> **O QUE FAZER**: Reproduza fielmente a parte do texto sobre a Oréstia que começa em "Matricídio não é" e segue até "importantes ocasiões cerimoniais?".

> **TEXTO**:
════════════════

"E aqueles que pensam em Me procurar, saibam que a vossa busca e vosso anseio devem beneficiar-vos apenas se vós souberdes o Mistério; se o que vós procurardes, vós não achardes dentro de vós mesmos, então nunca encontrarão fora. Pois eu tenho estado convosco desde o Início e Eu Sou Aquela que é alcançada ao final do desejo"


sábado, 19 de dezembro de 2009

RAINHA CLITEMNESTRA



A REALIDADE DE PERNAS PARA O AR: PARTE I

Oréstia é uma das tragédias gregas mais famosas e freqüentemente encenadas. Nesse clássico, no julgamento de Orestes pelo assassinato de sua mãe, o deus Apolo explica que os filhos não guardam parentesco com as mães. "A mãe não é aparentada ao que se denomina seu filho",explica ele. Ela não passa "de criadora da nova semente plantada que está em crescimento".
"Vou mostrar-vos provas do que expliquei", prossegue Apolo. "Pode haver um pai sem uma mãe. Lá está ela, a testemunha viva, filha de Zeus do Olimpo, ela que jamais foi criada na escuridão do útero, contudo, nenhuma deusa poderia dar à luz tal criança."
Nesse ponto a deusa Atena, que de acordo com a antiga religião grega brotou adulta da cabeça de seu pai, Zeus, entra e confirma a declaração de Apolo. Só os pais têm relação de parentesco com os filhos. "Nenhuma mãe gerou-me", afirma ela, acrescentando, "e exceto pelo casamento, estou sempre favorável aos homens, e inteiramente ao lado de meu pai." Assim, enquanto o coro — as Eumênides, ou as Fúrias, representando a antiga ordem —exclama horrorizado, "Deuses da mais jovem geração, suprimistes as leis de tempos imemoriais,arrancando-as de minhas mãos", Atena lança o voto decisivo. Orestes é absolvido de qualquer culpa pelo assassínio da mãe.

Matricídio não é crime

Por que, poder-se-ia indagar, alguém tentaria negar a mais poderosa e óbvia de todas as relações humanas? Por que um dramaturgo brilhante como Ésquilo iria escrever uma trilogia dramática sobre esse tema? E por que essa trilogia – que em seu tempo não era o teatro como o conhecemos, mas drama ritual especificamente destinado a apelar às emoções e exigir o conformismo às normas prevalecentes – seria apresentada a todo o povo de Atenas, incluindo até mesmo mulheres e escravos, em importantes ocasiões cerimoniais?
Ao tentar responder às questões sobre a função normativa da Oréstia, a interpretação estudiosa tradicional afirma ter ela tentado explicar as origens do areópago grego, ou tribunal de homicídio. Nesse tribunal, inovação em seu tempo, a justiça devia ser obtida supostamente através dos mais impessoais instrumentos legais de estado, em vez da vingança do clã. Mas, como observa a socióloga inglesa Joan Rockwell, tal interpretação é disparatada. Nem mesmo se refere à questão central de saber por que este caso, considerado o primeiro julgado por um tribunal grego de homicídio, é o assassínio da mãe pelo próprio filho. Tampouco enfoca a indagação central de como, no que é supostamente a "lição moral" destinada a sustentar a justiça administrada pelo estado, um filho pode ser absolvido de assassinato vingativo, premeditado e a sangue-frio de sua mãe – e ainda mais sob alegação evidentemente despropositada de que ele não tinha parentesco com a mãe.

════════════════

> **CONJUNTO DE MATERIAL**:
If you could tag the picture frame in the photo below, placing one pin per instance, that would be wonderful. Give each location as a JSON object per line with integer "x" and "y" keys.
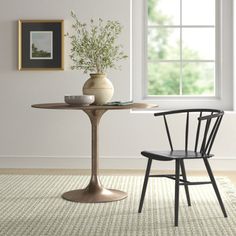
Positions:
{"x": 40, "y": 44}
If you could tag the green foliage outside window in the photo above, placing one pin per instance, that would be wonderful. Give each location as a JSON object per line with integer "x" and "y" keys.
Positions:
{"x": 164, "y": 78}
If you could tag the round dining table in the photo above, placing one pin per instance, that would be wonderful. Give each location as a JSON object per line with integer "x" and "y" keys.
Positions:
{"x": 95, "y": 192}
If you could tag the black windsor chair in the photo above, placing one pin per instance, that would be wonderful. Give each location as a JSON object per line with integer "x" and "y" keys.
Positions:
{"x": 208, "y": 122}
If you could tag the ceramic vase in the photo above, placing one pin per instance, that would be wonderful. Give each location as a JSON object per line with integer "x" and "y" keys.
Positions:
{"x": 99, "y": 86}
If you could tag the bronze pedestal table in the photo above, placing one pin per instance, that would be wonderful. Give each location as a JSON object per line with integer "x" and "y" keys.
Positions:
{"x": 94, "y": 192}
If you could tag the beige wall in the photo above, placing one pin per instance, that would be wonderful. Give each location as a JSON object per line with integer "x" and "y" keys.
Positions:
{"x": 59, "y": 139}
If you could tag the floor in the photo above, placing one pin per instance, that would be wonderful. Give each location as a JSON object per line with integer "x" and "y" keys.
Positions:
{"x": 230, "y": 174}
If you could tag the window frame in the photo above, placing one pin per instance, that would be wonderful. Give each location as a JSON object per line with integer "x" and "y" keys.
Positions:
{"x": 223, "y": 98}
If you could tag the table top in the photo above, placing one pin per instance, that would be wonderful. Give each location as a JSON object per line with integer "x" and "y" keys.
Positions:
{"x": 65, "y": 106}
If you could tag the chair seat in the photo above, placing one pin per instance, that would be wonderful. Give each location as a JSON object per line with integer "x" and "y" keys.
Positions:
{"x": 171, "y": 155}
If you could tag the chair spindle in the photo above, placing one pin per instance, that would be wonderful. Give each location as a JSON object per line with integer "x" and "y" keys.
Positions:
{"x": 168, "y": 133}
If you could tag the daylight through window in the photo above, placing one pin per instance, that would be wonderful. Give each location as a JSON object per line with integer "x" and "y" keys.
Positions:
{"x": 180, "y": 49}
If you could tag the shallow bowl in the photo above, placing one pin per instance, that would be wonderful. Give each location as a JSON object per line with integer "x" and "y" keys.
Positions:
{"x": 82, "y": 100}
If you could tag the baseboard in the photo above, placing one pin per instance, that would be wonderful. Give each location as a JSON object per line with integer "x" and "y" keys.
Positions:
{"x": 84, "y": 162}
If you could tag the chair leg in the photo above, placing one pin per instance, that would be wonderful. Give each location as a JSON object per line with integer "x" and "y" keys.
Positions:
{"x": 215, "y": 186}
{"x": 185, "y": 178}
{"x": 145, "y": 185}
{"x": 177, "y": 165}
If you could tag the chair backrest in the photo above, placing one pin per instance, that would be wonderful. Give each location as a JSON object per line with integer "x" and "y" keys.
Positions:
{"x": 208, "y": 122}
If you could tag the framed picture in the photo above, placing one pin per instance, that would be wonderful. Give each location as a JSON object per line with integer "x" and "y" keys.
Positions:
{"x": 41, "y": 44}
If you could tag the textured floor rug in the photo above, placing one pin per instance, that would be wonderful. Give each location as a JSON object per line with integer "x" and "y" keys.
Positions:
{"x": 32, "y": 205}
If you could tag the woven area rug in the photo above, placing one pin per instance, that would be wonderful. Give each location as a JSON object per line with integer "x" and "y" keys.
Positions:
{"x": 32, "y": 205}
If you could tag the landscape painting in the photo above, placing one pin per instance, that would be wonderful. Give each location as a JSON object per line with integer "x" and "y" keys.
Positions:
{"x": 41, "y": 45}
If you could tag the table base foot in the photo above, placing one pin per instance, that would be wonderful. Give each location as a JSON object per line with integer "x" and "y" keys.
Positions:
{"x": 86, "y": 196}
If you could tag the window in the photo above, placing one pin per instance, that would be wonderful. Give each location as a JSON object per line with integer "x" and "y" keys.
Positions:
{"x": 182, "y": 53}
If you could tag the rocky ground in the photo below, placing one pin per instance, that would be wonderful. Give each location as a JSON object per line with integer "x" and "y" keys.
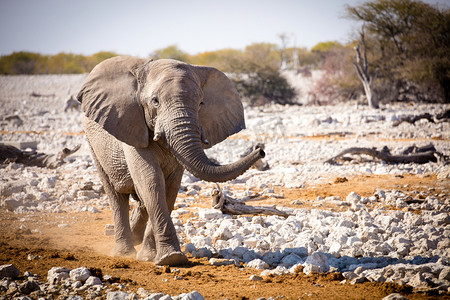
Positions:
{"x": 358, "y": 228}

════════════════

> **RESPOSTA COMPLETA**:
Matricídio não é crime

Por que, poder-se-ia indagar, alguém tentaria negar a mais poderosa e óbvia de todas as relações humanas? Por que um dramaturgo brilhante como Ésquilo iria escrever uma trilogia dramática sobre esse tema? E por que essa trilogia – que em seu tempo não era o teatro como o conhecemos, mas drama ritual especificamente destinado a apelar às emoções e exigir o conformismo às normas prevalecentes – seria apresentada a todo o povo de Atenas, incluindo até mesmo mulheres e escravos, em importantes ocasiões cerimoniais?